[BEGIN Listed records]

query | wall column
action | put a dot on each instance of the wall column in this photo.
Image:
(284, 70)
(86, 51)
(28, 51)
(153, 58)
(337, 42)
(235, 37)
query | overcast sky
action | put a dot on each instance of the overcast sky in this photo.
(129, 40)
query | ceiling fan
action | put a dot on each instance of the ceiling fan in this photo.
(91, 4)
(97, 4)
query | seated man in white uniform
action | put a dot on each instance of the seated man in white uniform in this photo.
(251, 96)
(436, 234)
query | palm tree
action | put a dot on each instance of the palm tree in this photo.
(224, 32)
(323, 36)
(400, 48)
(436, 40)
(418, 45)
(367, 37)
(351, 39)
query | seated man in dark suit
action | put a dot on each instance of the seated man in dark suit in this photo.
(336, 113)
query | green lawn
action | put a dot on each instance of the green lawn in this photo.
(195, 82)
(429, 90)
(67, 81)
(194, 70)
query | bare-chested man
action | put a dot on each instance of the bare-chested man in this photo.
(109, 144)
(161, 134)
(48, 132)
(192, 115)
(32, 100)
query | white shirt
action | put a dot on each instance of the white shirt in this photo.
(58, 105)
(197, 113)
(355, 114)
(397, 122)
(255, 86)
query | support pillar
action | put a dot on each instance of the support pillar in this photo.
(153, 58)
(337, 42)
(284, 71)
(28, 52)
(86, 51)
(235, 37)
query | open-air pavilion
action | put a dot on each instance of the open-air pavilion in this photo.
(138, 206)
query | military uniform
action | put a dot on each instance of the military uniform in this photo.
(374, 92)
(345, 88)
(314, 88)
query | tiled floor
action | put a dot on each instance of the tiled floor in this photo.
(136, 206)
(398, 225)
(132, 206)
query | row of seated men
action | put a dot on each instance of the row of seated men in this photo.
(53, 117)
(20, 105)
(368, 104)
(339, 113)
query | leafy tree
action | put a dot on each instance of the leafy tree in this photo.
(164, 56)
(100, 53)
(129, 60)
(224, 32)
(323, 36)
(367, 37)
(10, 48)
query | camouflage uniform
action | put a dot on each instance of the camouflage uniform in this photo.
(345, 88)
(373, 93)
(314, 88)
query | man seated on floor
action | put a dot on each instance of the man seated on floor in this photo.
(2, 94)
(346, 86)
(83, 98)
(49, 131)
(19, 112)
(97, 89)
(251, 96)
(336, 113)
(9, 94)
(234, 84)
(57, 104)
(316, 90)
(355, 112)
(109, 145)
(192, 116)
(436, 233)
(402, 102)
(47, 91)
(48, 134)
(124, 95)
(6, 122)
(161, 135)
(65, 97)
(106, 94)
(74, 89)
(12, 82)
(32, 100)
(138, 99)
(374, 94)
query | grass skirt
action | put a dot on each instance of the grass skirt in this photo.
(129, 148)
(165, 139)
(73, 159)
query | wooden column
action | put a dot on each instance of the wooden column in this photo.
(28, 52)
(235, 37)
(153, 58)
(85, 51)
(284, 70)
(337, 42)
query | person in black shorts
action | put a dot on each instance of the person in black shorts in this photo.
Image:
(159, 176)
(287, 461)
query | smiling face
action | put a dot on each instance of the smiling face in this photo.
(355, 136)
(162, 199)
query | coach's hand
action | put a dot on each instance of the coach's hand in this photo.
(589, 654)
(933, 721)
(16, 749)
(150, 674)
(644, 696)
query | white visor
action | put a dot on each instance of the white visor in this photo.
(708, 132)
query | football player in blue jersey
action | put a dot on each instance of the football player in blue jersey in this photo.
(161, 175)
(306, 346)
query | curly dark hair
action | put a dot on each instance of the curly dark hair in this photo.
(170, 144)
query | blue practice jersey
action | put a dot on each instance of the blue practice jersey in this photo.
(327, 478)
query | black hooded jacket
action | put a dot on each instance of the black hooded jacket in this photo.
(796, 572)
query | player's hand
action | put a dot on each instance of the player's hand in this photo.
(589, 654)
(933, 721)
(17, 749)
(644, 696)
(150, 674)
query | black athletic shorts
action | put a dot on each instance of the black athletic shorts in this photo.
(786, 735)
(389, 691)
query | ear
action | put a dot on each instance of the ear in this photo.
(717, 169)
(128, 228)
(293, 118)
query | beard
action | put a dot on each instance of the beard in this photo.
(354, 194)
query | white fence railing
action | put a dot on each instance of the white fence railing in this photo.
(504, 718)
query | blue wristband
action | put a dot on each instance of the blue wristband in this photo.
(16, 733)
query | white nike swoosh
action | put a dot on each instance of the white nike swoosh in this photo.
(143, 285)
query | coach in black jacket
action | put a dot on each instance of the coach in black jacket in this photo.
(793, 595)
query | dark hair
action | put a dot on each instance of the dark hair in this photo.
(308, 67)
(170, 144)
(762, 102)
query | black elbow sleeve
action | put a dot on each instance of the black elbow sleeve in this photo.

[END Listed records]

◆ Problem
Copy all the records again, substituting "place a point" for each occurrence of "put a dot" and keeping everything else the same.

◆ Answer below
query | wall column
action | place a point on each instance of the wall column in this photo.
Image:
(284, 70)
(86, 51)
(28, 51)
(153, 58)
(337, 42)
(235, 37)
query | overcast sky
action | place a point on each instance of the overcast sky in this photo.
(129, 40)
query | ceiling fan
action | place a point on each instance of the ceiling fan in this photo.
(91, 4)
(97, 4)
query | seated man in white uniform
action | place a point on each instance of the seated man in white uniform in this photo.
(251, 96)
(436, 234)
query | palm tree
action | place a point on each instance of the palm tree in this photo.
(224, 32)
(323, 36)
(400, 48)
(436, 40)
(418, 45)
(367, 37)
(351, 39)
query | seated man in dark suit
action | place a point on each instance of the seated man in dark suit in this photo.
(336, 113)
query | green lawn
action | place a point on each instance of the green lawn in this photo.
(195, 82)
(429, 90)
(67, 81)
(194, 70)
query | bare-chested man
action | place a point on each instance of the bare-chested man in this photo.
(109, 144)
(161, 134)
(48, 132)
(192, 115)
(32, 100)
query | white shirt
action | place a point on each instance of the white shirt in this photo.
(58, 105)
(197, 113)
(355, 114)
(397, 122)
(255, 86)
query | support pillar
action | place a point on each instance of the support pillar in this photo.
(153, 58)
(337, 42)
(284, 71)
(28, 52)
(86, 51)
(235, 37)
query | open-air pavilion
action | place a point on each instance of the open-air pavilion in this photo.
(138, 206)
query | military uniform
action | place a point on each instance of the military uniform in this photo.
(374, 92)
(345, 88)
(314, 88)
query | tiled floor
action | place a point on each instance of the tiled floor in this photo.
(136, 206)
(398, 225)
(132, 206)
query | row of seated men
action | place a point on each instance of the row of seated men in this photo.
(53, 117)
(20, 105)
(368, 104)
(339, 113)
query | leafy tree
action | place a point on each instance of the leafy tree in this photo.
(164, 56)
(100, 53)
(129, 60)
(224, 32)
(323, 36)
(367, 37)
(10, 48)
query | camouflage uniform
action | place a point on each instance of the camouflage uniform in this photo.
(345, 88)
(373, 93)
(314, 88)
query | man seated on floor
action | place a point on each instance of the man seated on floor in this photo.
(2, 94)
(346, 86)
(83, 98)
(49, 131)
(19, 112)
(97, 89)
(251, 96)
(336, 113)
(9, 94)
(234, 84)
(57, 104)
(316, 90)
(355, 112)
(109, 145)
(192, 116)
(436, 233)
(402, 102)
(47, 91)
(48, 134)
(124, 95)
(6, 122)
(161, 135)
(65, 97)
(106, 94)
(74, 89)
(12, 82)
(32, 100)
(138, 99)
(374, 94)
query | grass skirt
action | place a point on each instance of the grass skirt in this photo.
(129, 148)
(165, 139)
(73, 159)
query | wooden column
action | place a point on each instance of the wooden column in this photo.
(28, 52)
(235, 37)
(153, 58)
(85, 51)
(284, 70)
(337, 42)
query | person in black shorts
action | place a point on each instance of the person in black shorts in this photo.
Image:
(159, 176)
(287, 461)
query | smiling face
action | place a point on each instance of the smiling face in this photo.
(355, 136)
(162, 199)
query | coach's hand
action | place a point on each instance of the coach's hand in this photo.
(589, 654)
(933, 721)
(16, 749)
(150, 674)
(644, 696)
query | white visor
action | place a point on each instance of the white visor in this photo.
(708, 132)
query | football player in blue jersey
action | place a point on each instance of the football player in blue jersey in this photo.
(161, 175)
(306, 346)
query | curly dark hair
action | place a point on each instance of the curly dark hair in this photo.
(170, 144)
query | blue practice jersey
action | place a point on each instance of the blue practice jersey in this photo.
(327, 478)
query | black hooded jacket
action | place a point on each instance of the black hooded jacket in this photo.
(796, 572)
query | player's hand
action | place a point on each instance of the player's hand in this photo.
(589, 654)
(933, 721)
(17, 749)
(644, 696)
(150, 674)
query | black athletic shorts
action | place a point on each instance of the black athletic shorts in this photo.
(786, 735)
(389, 691)
query | ear
action | place a point on each instance of the ear in this photo.
(717, 169)
(128, 228)
(293, 118)
query | beard
action | place a point on each instance of the beard in this photo.
(354, 194)
query | white fence railing
action | place a point on each instance of the white fence railing in this photo.
(504, 718)
query | blue wristband
action | place a point on each instance of the blue wristband in this photo.
(16, 733)
query | white nike swoosh
action | place a point on each instance of the white nike swoosh in this photo.
(143, 285)
query | coach in black jacket
action | place a point on each instance of the coach in black jacket in this photo.
(793, 595)
query | dark hair
action | place a point on each instance of the dark hair in this photo.
(308, 67)
(170, 144)
(762, 102)
query | black elbow sleeve
action | place a point on each instance of the black elbow sleeve in this photo.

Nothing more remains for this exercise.